Estratto della pagina →
»»
Quando una persona diventa dell’Opus Dei, continua a essere un cittadino e un cattolico come gli altri. Continua ad appartenere alla sua diocesi e può partecipare a tutte le attività, politiche, religiose o culturali che desidera. L’impegno con la Prelatura è di carattere contrattuale ed esclude i voti (di povertà, castità e obbedienza) propri degli ordini religiosi.
1928. 2 ottobre. A Madrid, Josemaría Escrivá, durante gli esercizi spirituali, fonda l’Opus Dei, per ispirazione divina.
FONTE
Ecco ora la testimonianza di Emanuela Provera, ex numeraria dell'OPUS DEI, in un intervista:
Cosa è esattamente l’Opus Dei?
Una prelatura personale della Chiesa: una specie di diocesi senza limiti territoriali.
Quante persone ne fanno parte?
La prelatura dice 85mila.
Come si entra in contatto con l’Opera?
Gestisce scuole, centri culturali e sportivi, residenze universitarie, il campus biomedico. Molti entrano in contatto senza saperlo.
Perché, non lo dichiarano?
No, nei nomi dei centri non compare mai la parola “Opus Dei”. Si sa che le scuole si ispirano a principi cristiani ma non si sa come poi vivono i ragazzi lì dentro.
Cosa succede?
Li seguono tutor dell’Opera: individuano quelli di selezione e li portano per il piano inclinato.
Cosa è?
Un percorso di formazione per convincerli a entrare nell’Opera perché hanno la vocazione. Può esser vero; ma io testimonio di troppi casi di manipolazione, illegalità, immoralità.
Come si entra poi?
Si scrive una lettera al prelato e si devono superare 3 tappe di incorporazione.
««
Consegne →
A – Riproduci il passo dell'estratto sull'Opus Dei compreso tra "La prelatura dice" e "il piano inclinato.", estremi inclusi.
B – Secondo l'estratto sull'Opus Dei, in quale giorno e in quale città fu fondata l'Opus Dei?
C – Elenca tutti i voti che, secondo l'estratto sull'Opus Dei, l'impegno con la Prelatura esclude.

Materiale mostrato →
»»
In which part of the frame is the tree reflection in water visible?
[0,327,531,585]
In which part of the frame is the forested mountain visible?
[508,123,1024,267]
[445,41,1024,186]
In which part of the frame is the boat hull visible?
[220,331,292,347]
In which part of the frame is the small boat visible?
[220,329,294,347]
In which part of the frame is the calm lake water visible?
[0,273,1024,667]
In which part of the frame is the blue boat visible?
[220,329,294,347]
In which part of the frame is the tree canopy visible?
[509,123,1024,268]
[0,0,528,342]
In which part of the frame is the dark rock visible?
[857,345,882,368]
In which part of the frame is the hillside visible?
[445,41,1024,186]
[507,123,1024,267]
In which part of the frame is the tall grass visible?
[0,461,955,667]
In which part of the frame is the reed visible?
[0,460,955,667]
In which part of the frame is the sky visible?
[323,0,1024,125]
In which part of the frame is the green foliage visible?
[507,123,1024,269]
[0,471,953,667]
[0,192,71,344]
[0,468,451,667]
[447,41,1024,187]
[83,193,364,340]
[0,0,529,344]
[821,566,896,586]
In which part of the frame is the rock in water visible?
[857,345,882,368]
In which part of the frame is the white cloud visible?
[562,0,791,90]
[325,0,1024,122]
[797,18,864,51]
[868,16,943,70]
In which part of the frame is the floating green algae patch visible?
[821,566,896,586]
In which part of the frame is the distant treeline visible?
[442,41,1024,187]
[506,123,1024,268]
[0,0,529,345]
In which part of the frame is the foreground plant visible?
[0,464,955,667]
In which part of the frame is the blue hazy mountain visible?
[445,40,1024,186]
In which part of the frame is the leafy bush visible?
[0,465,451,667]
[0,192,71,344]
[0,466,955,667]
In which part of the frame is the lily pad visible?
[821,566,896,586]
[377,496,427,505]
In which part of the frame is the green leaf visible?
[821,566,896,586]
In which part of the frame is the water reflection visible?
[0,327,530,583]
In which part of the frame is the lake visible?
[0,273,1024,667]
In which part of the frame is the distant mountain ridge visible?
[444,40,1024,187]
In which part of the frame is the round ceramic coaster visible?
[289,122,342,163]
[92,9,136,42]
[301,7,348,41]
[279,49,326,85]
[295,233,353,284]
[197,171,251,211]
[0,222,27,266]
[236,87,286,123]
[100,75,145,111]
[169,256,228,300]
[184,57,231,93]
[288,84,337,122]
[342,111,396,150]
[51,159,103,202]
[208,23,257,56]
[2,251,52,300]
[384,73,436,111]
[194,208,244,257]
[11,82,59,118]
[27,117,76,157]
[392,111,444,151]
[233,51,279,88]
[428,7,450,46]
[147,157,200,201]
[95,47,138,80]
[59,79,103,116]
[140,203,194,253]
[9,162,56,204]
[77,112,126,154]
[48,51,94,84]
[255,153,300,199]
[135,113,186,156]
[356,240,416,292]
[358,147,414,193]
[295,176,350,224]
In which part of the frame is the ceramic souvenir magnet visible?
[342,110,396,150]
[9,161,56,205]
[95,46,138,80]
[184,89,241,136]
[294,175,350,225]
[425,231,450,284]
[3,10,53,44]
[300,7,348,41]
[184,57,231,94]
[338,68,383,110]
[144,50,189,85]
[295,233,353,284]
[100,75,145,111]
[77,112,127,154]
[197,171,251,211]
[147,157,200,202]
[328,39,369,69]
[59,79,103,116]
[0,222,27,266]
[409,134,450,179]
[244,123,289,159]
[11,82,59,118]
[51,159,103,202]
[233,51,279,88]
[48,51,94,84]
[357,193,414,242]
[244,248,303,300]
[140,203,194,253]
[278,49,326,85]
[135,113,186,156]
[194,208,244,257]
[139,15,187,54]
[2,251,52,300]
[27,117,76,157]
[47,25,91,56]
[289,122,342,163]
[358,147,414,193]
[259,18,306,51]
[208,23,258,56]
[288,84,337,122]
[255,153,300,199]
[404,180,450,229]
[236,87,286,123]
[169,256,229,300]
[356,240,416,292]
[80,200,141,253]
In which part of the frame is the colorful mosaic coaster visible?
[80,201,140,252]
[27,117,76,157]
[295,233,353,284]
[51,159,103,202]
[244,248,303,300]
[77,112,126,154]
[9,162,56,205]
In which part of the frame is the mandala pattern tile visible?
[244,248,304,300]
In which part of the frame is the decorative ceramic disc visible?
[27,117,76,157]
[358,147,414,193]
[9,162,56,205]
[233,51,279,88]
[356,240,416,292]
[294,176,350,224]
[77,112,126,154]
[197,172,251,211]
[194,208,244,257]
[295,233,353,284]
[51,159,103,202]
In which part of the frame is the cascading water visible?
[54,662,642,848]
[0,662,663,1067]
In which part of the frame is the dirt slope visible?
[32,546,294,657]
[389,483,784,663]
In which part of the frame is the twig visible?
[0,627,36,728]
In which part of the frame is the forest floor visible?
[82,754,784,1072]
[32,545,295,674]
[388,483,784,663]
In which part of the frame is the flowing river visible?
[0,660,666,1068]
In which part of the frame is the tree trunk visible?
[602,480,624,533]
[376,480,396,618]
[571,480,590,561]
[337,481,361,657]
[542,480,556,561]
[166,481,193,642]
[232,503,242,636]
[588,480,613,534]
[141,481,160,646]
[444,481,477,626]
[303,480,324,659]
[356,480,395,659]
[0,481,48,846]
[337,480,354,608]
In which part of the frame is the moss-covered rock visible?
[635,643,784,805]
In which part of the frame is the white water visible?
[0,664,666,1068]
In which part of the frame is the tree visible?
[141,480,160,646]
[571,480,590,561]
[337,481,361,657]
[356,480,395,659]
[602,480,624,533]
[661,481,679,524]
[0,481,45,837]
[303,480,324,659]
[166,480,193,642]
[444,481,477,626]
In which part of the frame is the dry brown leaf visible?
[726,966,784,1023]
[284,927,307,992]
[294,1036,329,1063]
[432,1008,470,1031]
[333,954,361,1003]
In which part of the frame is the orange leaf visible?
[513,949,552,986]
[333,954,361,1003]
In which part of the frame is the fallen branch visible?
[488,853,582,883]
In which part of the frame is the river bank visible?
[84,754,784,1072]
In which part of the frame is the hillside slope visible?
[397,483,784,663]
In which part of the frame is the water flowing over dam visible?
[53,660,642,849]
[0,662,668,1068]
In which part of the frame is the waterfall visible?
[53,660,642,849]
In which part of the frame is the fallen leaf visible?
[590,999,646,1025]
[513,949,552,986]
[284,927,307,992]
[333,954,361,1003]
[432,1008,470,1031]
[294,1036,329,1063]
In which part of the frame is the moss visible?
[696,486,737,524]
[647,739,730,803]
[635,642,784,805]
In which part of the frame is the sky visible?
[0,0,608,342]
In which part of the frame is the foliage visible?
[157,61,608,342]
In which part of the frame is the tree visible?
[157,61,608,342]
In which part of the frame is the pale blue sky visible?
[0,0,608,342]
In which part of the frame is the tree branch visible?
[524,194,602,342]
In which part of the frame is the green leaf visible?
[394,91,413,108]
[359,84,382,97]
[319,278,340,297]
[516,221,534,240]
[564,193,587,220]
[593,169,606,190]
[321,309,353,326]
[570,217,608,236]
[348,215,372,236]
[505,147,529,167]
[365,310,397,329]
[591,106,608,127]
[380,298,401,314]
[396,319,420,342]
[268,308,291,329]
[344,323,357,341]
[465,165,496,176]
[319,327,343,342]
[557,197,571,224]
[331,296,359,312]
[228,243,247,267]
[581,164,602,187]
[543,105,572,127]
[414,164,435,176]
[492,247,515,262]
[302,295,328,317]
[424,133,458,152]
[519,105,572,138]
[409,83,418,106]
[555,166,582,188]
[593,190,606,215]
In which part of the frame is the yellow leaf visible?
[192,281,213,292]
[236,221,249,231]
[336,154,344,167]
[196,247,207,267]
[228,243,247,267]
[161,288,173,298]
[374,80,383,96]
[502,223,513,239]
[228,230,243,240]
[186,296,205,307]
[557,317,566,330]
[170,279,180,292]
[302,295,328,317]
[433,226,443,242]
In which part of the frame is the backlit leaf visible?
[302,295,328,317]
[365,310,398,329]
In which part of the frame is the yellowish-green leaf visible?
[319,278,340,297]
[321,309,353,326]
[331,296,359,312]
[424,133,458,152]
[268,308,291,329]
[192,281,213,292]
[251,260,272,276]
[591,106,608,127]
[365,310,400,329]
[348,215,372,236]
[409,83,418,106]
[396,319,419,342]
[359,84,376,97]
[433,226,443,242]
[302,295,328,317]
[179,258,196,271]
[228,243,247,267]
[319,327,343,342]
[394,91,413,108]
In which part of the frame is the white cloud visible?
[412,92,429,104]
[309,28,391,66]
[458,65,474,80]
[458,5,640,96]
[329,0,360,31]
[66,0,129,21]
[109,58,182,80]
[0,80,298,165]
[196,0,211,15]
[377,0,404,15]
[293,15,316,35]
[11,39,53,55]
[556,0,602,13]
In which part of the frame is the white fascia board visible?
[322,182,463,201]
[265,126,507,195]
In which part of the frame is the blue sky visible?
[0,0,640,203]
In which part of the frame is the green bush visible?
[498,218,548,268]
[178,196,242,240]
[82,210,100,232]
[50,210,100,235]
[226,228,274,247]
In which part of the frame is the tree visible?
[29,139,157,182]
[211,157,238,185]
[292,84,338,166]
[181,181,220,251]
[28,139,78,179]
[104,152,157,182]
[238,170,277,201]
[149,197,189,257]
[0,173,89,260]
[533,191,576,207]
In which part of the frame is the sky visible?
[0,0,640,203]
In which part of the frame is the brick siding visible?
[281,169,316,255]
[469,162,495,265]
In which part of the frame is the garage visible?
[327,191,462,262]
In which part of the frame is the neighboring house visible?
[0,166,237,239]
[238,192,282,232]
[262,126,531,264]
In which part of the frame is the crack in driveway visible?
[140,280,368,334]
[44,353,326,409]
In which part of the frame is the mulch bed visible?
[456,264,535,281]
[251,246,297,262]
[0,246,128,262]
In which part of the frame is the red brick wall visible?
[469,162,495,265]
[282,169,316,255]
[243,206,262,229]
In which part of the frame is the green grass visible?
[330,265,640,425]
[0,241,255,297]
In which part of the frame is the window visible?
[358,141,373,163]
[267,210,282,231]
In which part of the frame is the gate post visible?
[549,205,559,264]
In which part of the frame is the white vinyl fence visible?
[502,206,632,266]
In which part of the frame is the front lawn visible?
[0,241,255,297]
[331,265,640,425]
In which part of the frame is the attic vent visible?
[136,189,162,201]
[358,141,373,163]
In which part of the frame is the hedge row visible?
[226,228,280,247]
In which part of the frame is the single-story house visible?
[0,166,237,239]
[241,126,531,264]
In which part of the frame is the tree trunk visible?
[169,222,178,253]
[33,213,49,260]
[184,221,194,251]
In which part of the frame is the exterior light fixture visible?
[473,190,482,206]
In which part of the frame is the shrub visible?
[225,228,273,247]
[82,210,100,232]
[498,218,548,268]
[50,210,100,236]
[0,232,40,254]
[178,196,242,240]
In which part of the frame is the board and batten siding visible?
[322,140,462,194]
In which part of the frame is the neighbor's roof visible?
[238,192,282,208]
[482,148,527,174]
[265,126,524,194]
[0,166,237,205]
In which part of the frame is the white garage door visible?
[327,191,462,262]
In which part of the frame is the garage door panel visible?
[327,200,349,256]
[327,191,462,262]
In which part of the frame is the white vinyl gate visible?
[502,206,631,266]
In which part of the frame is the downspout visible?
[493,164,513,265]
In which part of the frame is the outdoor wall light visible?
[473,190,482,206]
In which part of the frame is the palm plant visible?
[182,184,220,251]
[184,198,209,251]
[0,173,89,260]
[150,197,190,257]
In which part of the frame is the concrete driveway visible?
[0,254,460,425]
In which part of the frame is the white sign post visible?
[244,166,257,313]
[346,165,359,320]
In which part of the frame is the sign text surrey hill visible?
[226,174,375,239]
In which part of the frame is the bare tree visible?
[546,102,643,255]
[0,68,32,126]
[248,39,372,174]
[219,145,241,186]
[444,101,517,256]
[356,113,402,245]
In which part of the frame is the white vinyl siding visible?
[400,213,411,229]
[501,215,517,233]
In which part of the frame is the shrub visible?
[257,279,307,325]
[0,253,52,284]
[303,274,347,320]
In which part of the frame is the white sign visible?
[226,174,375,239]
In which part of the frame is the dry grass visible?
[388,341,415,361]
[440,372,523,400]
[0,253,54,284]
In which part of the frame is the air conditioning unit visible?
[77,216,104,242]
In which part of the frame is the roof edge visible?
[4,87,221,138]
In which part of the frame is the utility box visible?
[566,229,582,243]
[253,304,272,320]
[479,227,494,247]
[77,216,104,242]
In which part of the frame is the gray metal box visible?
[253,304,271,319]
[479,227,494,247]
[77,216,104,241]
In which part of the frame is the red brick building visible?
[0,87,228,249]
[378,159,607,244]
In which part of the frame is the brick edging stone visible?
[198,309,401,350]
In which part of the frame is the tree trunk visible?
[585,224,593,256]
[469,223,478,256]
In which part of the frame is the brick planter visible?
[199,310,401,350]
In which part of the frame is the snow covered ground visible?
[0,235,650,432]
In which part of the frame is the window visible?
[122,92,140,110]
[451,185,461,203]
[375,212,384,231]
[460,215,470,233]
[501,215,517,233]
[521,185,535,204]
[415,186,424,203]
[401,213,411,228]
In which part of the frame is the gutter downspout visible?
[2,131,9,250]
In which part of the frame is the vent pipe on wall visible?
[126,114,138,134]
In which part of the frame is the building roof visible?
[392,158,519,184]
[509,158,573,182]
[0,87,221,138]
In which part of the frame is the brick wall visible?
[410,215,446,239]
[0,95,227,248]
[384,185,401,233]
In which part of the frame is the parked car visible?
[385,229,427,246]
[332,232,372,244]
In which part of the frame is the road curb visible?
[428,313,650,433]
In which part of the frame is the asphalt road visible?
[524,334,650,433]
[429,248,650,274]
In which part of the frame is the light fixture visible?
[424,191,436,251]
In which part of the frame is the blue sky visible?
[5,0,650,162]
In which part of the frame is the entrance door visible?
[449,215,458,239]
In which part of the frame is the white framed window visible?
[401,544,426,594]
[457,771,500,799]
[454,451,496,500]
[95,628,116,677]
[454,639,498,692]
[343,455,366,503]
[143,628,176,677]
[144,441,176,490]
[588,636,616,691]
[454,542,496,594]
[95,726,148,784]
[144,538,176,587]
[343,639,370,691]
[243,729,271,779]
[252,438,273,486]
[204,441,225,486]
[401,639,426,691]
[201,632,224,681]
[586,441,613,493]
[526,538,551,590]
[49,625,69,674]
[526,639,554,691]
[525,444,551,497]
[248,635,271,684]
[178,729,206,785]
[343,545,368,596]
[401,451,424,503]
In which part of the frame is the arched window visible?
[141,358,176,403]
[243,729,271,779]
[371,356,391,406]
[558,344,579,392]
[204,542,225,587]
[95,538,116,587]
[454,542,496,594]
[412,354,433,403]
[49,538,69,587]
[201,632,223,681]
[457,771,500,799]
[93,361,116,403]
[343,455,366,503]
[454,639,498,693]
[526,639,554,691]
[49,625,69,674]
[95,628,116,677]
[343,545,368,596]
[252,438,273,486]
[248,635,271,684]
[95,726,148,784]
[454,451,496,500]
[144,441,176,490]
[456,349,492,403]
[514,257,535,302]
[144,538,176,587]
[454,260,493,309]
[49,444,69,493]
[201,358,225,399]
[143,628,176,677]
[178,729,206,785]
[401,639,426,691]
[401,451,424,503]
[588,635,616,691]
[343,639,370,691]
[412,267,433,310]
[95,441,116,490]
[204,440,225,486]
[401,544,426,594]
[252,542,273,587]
««
Soluzioni degli esercizi →
A –
La prelatura dice 85mila.
Come si entra in contatto con l’Opera?
Gestisce scuole, centri culturali e sportivi, residenze universitarie, il campus biomedico. Molti entrano in contatto senza saperlo.
Perché, non lo dichiarano?
No, nei nomi dei centri non compare mai la parola “Opus Dei”. Si sa che le scuole si ispirano a principi cristiani ma non si sa come poi vivono i ragazzi lì dentro.
Cosa succede?
Li seguono tutor dell’Opera: individuano quelli di selezione e li portano per il piano inclinato.

B – Il 2 ottobre 1928, a Madrid.

C – Povertà, castità, obbedienza.